DOCUMENT SEGMENT:
..........

Pasta Salad Season Continues

I threw this quick pasta salad together Sunday night so we'd have something quick and cool to eat after a long, hot Monday. It's not particularly fancy -- more of a "garbage" salad than anything else -- but it came out pretty well and I'll definitely be using the mayonnaise-milk-lemon-mustard combination again.

Mom always served pasta salad with pickled beets ... so I do, too. Tradition!

Tuna Macaroni Salad

Yield: 4


  • 6 oz whole grain elbow macaroni, cooked and drained
  • 5 oz can albacore tuna packed in water, drained and flaked
  • ¼ cup chopped red onion
  • ½ cup frozen peas
  • ¼ cup chopped radishes
  • ¾ cup light mayonnaise
  • ¼ cup 1% milk
  • 1 Tbsp lemon juice
  • 2 tsp Dijon mustard
  • 1 tsp dill weed
  • ¼ tsp black pepper


  1. In a large serving bowl, combine macaroni, tuna, onion, peas, and radishes.
  2. In a small mixing bowl, whisk together mayonnaise, milk, lemon juice, mustard, dill, and black pepper.
  3. Pour mayonnaise mixture over pasta and toss to coat.
  4. Cover and refrigerate overnight.

I took the leftover pasta salad and pickled beets (not-too-rigorously drained canned beets tossed with garlic vinegar and refrigerated overnight) to work with garlic Triscuits:

27 May 2015

Pasta Salad Season Is Here, Hurrah

Sunday, I prepped a bunch of food for the week including a vegetable soup, egg salad, and this macaroni salad. Like the soup, it helps clear out the crisper of neglected vegetables. Unlike the soup, it's definitely a dish The Husband will eat. Usually I make my creamy pasta salads with light mayonnaise that has been thinned with a little milk or Italian vinaigrette, but this time I decided to be "fancy" and thin the milk the fat-free peppercorn ranch and then jazz it up with shredded parmesan.

Love this speckled lettuce -- makes every salad fancy.

I tried to dice all the vegetables small -- pea-sized, actually -- for a bite-sized delicousness. Who wants to fork up some salad, get a tiny pea and a big chunk of celery? Eh.

Very Veggie Tuna Macaroni Salad

Yield: 4 generous servings


  • 2 cups uncooked whole grain elbow macaroni
  • 5 oz can water-packed tuna, drained and flaked
  • ⅔ cup chopped red bell pepper
  • ⅔ cup chopped celery
  • ⅔ cup frozen peas
  • ¼ cup diced radishes
  • ¼ cup diced red onion
  • 2 Tbsp dried parsley
  • ¾ cup light mayonnaise [Hellmann's]
  • ½ cup light peppercorn ranch dressing
  • ¼ cup shredded Parmesan cheese
  • 2 Tbsp Greek seasoning blend [Penzeys]
  • Freshly ground black pepper, to taste


  1. Cook macaroni according to package directions.

..........

[Dataset items]
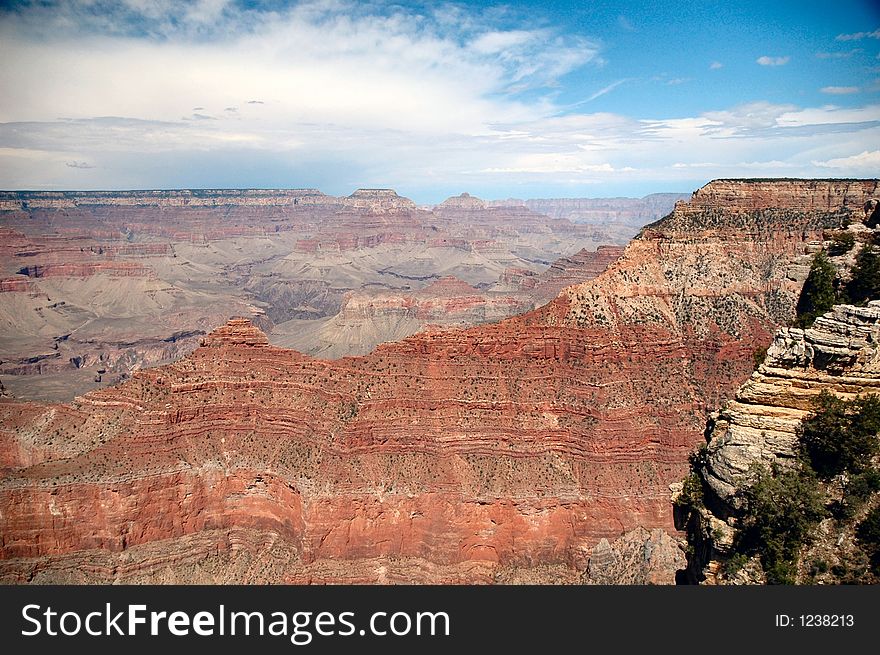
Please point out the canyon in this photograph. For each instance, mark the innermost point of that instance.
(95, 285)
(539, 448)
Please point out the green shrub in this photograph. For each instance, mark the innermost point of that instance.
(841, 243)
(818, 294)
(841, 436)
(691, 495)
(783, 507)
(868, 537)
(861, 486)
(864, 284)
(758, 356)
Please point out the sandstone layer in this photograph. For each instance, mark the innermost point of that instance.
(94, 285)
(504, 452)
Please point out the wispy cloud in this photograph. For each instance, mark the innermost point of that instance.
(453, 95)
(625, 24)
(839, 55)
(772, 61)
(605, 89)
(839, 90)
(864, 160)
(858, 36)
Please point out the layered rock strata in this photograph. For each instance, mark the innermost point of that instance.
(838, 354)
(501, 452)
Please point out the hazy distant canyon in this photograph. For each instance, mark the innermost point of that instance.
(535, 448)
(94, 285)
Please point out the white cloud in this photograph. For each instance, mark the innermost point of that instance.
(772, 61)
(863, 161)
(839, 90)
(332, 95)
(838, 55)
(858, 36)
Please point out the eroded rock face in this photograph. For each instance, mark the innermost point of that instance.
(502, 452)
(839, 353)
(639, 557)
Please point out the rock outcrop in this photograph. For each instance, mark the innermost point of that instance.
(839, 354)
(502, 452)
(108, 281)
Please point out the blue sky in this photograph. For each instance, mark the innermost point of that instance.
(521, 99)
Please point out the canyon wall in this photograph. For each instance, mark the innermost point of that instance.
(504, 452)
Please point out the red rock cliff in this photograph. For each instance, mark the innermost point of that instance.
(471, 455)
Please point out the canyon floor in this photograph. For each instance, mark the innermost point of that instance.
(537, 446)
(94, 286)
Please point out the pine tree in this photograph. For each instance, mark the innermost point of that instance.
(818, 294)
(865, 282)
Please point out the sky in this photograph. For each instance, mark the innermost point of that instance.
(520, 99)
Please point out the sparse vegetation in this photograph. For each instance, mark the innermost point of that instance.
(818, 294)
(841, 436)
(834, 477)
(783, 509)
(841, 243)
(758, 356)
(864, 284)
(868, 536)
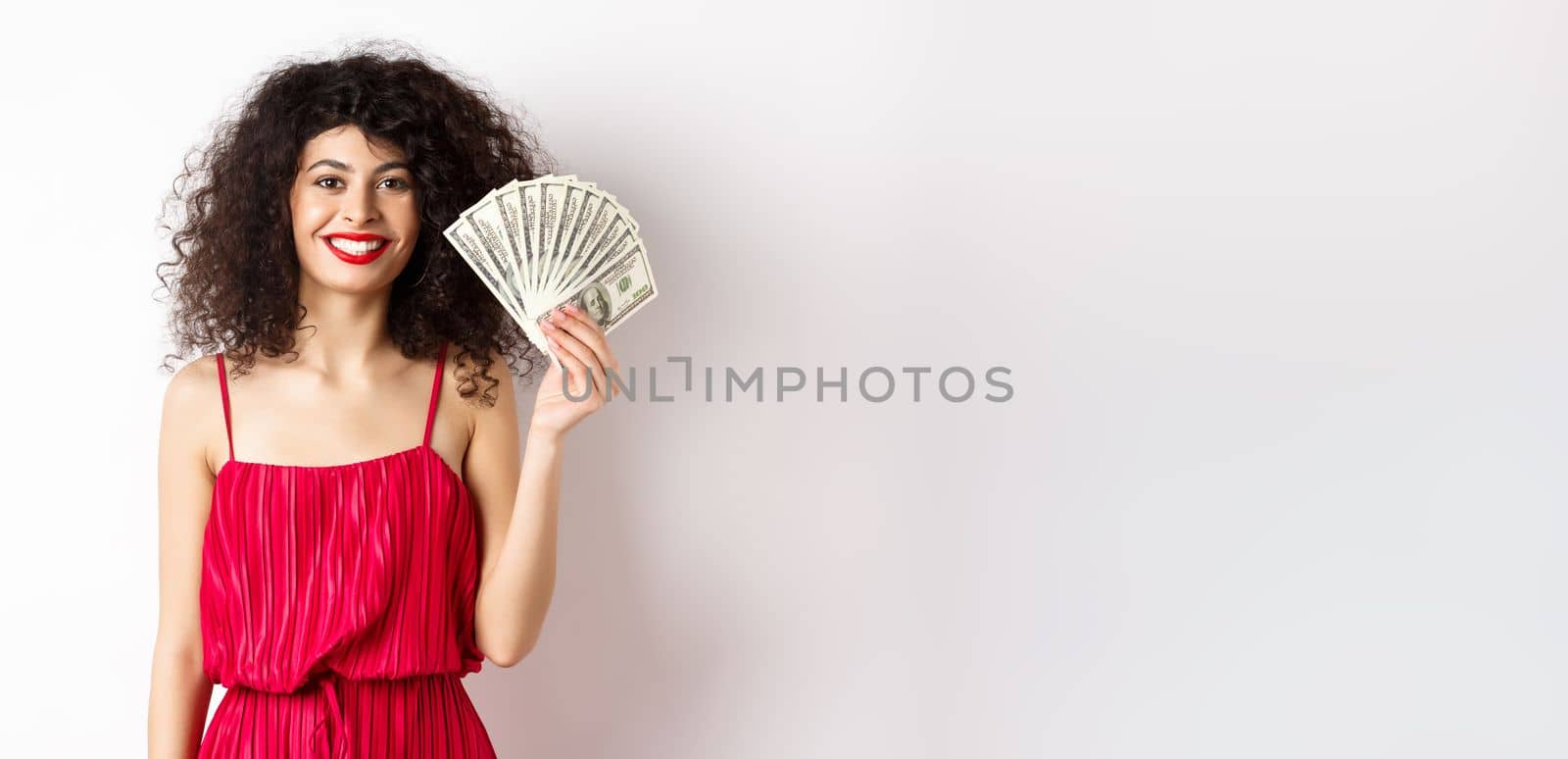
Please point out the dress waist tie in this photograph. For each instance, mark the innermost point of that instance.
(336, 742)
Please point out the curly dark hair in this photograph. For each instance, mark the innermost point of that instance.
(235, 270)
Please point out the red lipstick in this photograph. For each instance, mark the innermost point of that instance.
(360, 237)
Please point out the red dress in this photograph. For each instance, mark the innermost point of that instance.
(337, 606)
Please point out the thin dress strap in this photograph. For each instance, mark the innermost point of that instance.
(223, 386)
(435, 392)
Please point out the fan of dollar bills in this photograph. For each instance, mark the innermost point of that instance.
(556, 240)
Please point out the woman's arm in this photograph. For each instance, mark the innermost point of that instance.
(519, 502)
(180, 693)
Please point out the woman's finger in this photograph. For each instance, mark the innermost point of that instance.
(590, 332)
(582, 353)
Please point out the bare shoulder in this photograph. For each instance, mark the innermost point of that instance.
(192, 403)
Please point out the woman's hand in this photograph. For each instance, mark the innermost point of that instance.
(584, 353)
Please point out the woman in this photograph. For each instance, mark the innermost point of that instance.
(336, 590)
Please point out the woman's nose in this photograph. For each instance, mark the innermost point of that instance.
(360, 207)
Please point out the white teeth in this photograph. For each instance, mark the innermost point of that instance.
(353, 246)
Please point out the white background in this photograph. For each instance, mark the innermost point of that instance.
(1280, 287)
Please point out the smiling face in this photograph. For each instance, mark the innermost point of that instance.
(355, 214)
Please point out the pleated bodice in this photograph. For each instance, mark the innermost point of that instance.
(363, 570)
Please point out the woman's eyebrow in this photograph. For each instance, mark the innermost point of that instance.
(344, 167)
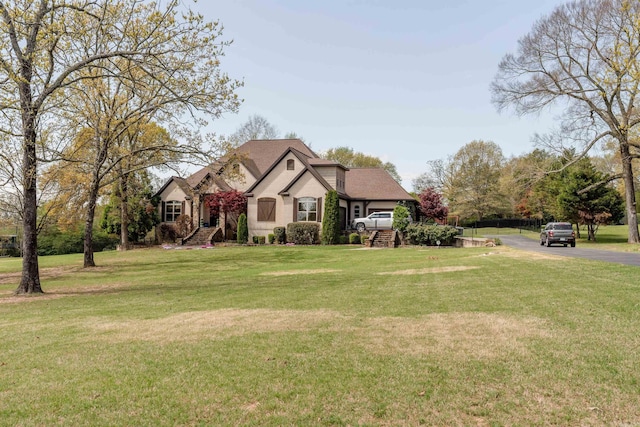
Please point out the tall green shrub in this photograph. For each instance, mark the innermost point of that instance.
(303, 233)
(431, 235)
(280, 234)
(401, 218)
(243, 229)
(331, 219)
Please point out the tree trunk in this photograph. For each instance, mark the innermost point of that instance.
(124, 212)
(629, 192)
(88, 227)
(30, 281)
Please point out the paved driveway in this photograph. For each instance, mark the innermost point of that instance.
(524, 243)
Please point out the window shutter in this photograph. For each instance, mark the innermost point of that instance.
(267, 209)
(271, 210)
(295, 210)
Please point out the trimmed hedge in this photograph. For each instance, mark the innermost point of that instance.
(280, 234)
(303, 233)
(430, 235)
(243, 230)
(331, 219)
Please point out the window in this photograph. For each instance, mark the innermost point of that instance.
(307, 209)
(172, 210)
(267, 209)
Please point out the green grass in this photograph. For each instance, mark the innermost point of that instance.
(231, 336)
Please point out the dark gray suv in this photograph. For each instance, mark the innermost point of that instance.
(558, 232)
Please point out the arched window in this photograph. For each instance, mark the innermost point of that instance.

..........

PROBLEMS TO SOLVE:
1. Do these statements agree with the pasta salad post? For each, answer yes or no and quote the words of the post that decide it.
(a) The first recipe says to refrigerate the salad overnight.
(b) The beets served with the leftovers were thoroughly drained.
(c) The Very Veggie recipe uses tuna packed in oil.
2. Can you extend the pasta salad post, continuing from its last line?
Nothing in the records is needed here.

RESPONSES IN ORDER:
1.
(a) Yes: "Cover and refrigerate overnight."
(b) No: "not-too-rigorously drained canned beets"
(c) No: "5 oz can water-packed tuna, drained and flaked"

2.
  2. Meanwhile, combine tuna, vegetables, and parsley in a large mixing bowl.
  3. Pour frozen peas into the bottom of a colander. Drain macaroni over peas and rinse in cold water; add to tuna mixture.
  4. Whisk together mayonnaise, dressing, cheese, and seasoning blend in a small mixing bowl. Season to taste with pepper.
  5. Pour mayonnaise mixture into pasta bowl and stir to coat. Refrigerate macaroni salad for a few hours before serving.

20 May 2015

Fried Pork Chops & White Bean Salad

Sometimes, I have reasonably good idea about what main dish I'll serve for supper, but don't really plan on a side dish, because I'll just microwave some frozen vegetables or something and call it done. But then it comes time to cook and I realize I'm not really in the mood for microwaved frozen anything ...

Pan-fried thin-cut pork chops and white bean salad. Yum.
Beans to the rescue! Jazz them up with diced vegetables and a quick vinaigrette and there's a bean salad to be (reasonably) proud of.

White Bean Salad

Yield: 4


  • 15 oz can white beans, drained and rinsed
  • ½ cup finely diced seeded cucumber
  • ¼ cup finely chopped red onion
  • ¼ cup finely chopped red bell pepper
  • 2 Tbsp olive oil
  • 3 Tbsp garlic vinegar
  • Penzeys Tuscan Sunset
  • Parsley
  • Black pepper


  • Combine all ingredients, seasoning to taste.
  • Cover and chill in the refrigerator at least an hour before serving.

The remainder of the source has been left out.